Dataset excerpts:
-- Opening Marker --
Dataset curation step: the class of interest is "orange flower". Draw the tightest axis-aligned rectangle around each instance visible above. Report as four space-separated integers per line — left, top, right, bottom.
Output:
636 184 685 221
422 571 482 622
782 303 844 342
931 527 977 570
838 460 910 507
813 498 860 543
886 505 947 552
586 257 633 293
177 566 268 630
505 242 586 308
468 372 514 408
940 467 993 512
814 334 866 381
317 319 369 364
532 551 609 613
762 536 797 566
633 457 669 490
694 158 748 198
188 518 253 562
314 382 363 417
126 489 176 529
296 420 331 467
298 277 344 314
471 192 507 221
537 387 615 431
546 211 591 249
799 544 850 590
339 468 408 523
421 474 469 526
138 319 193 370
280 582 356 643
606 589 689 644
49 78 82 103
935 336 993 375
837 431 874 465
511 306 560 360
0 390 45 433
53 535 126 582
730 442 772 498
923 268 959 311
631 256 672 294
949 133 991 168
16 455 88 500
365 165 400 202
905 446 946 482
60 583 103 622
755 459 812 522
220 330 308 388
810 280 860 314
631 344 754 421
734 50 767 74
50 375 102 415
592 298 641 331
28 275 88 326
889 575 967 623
-- Closing Marker --
• ACTIVITY
Nothing should be missing: every line above must be reproduced exactly.

• EXERCISE RESULT
Dataset curation step: the class of interest is "orange flower". Draw the tightest axis-aligned rectangle around each instance visible above. Report as four space-separated integers per line — left, top, right, bottom.
Output:
636 184 685 221
422 571 482 622
782 303 844 342
931 527 977 570
838 460 910 507
813 498 860 543
886 505 947 552
586 257 633 293
177 566 268 630
505 242 586 308
468 372 514 408
940 467 993 512
814 334 866 381
317 319 369 364
532 551 609 613
762 536 797 566
633 457 669 490
694 158 748 198
188 518 253 562
314 382 363 417
126 489 176 529
296 420 331 467
298 277 344 314
471 192 507 221
537 387 615 431
546 211 591 249
799 544 850 590
339 468 408 523
421 474 469 526
138 319 193 370
280 582 356 643
606 589 689 644
49 78 82 103
935 336 993 375
837 431 874 465
511 306 560 360
0 390 45 433
53 535 126 582
730 442 772 498
923 268 959 311
631 256 672 294
949 133 991 168
16 455 88 500
365 165 400 202
905 446 946 482
60 583 103 622
755 459 812 522
220 330 308 388
810 280 860 314
631 344 754 421
734 50 767 74
50 375 102 415
592 298 641 331
28 275 88 326
889 575 967 623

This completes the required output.